WORK REQUEST - Beginning with the line that contains "the red maple", print each line to the end of the data exactly. Omit the pictures.

MATERIAL TO PROCESS -
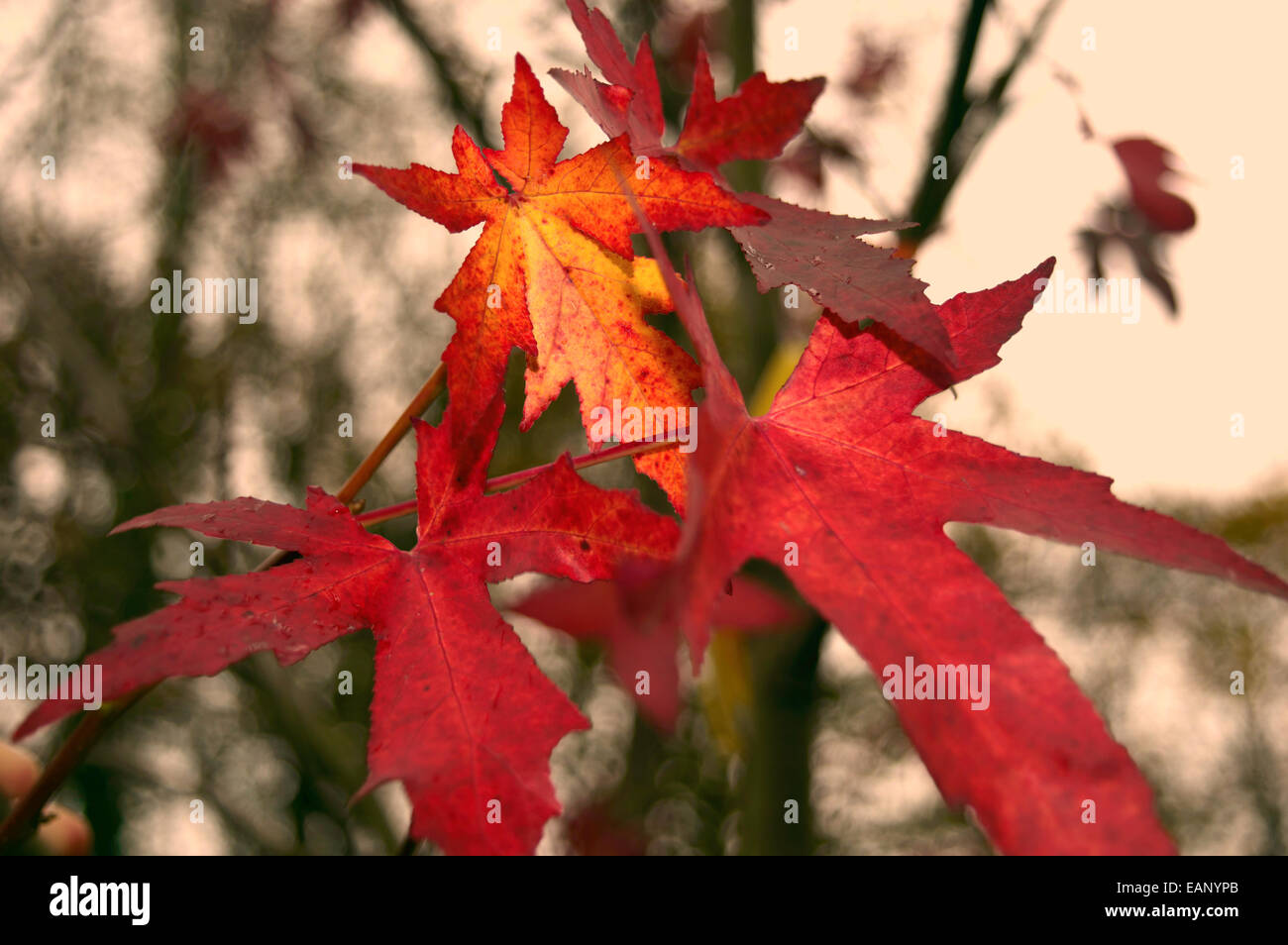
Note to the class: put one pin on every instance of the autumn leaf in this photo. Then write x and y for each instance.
(814, 250)
(606, 610)
(822, 254)
(1146, 163)
(755, 123)
(553, 270)
(460, 713)
(849, 492)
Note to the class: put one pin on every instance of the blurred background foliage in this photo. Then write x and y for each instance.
(226, 162)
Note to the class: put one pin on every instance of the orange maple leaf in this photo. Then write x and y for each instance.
(554, 273)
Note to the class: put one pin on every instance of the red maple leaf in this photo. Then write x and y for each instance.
(609, 610)
(806, 248)
(822, 254)
(1146, 162)
(849, 490)
(460, 713)
(553, 270)
(755, 123)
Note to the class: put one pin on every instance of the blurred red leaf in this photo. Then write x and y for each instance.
(462, 713)
(1146, 163)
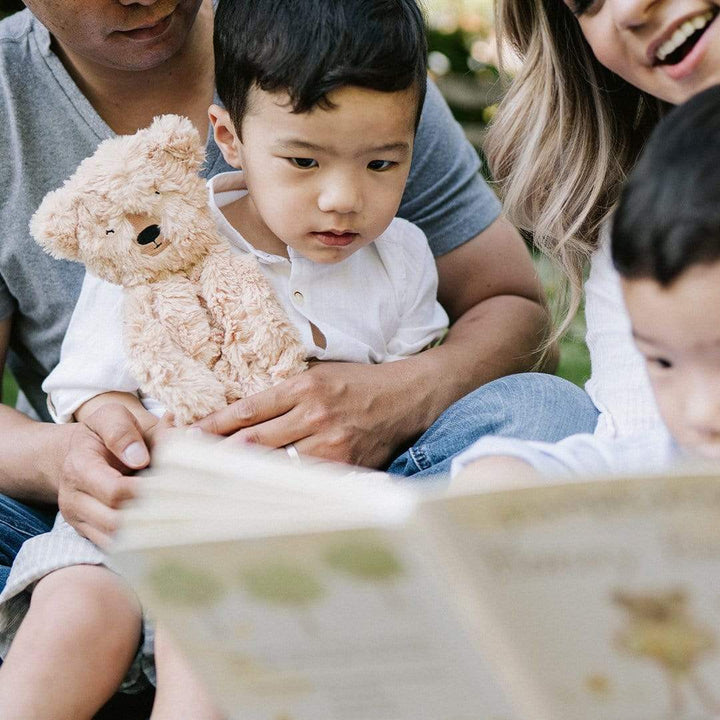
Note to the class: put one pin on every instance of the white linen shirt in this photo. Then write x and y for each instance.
(378, 305)
(619, 384)
(580, 456)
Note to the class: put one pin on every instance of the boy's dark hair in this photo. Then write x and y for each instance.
(668, 218)
(309, 48)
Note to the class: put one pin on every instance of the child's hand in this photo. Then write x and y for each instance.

SOLUTION -
Note to the class: put one pin on every instance of the red maple leaf in this photo. Then write x and y for each instance.
(609, 610)
(806, 248)
(822, 254)
(1146, 162)
(849, 490)
(460, 713)
(553, 270)
(755, 123)
Note to the class: put one pin on every instance of the blurred red leaf in this photo. Then write x and y for each instance.
(462, 713)
(1146, 163)
Note to the class: put one pin on every instance of the white linen shirt in this photo. Then write x and y for each instance.
(378, 305)
(619, 384)
(580, 456)
Note to the class: put one pin on every instance of the boy's dark hair in this photo. Then write x and y for each instance.
(668, 218)
(309, 48)
Note to the class: put one pin on every instance of the child's hand in this photo. Then write x and y for each instance.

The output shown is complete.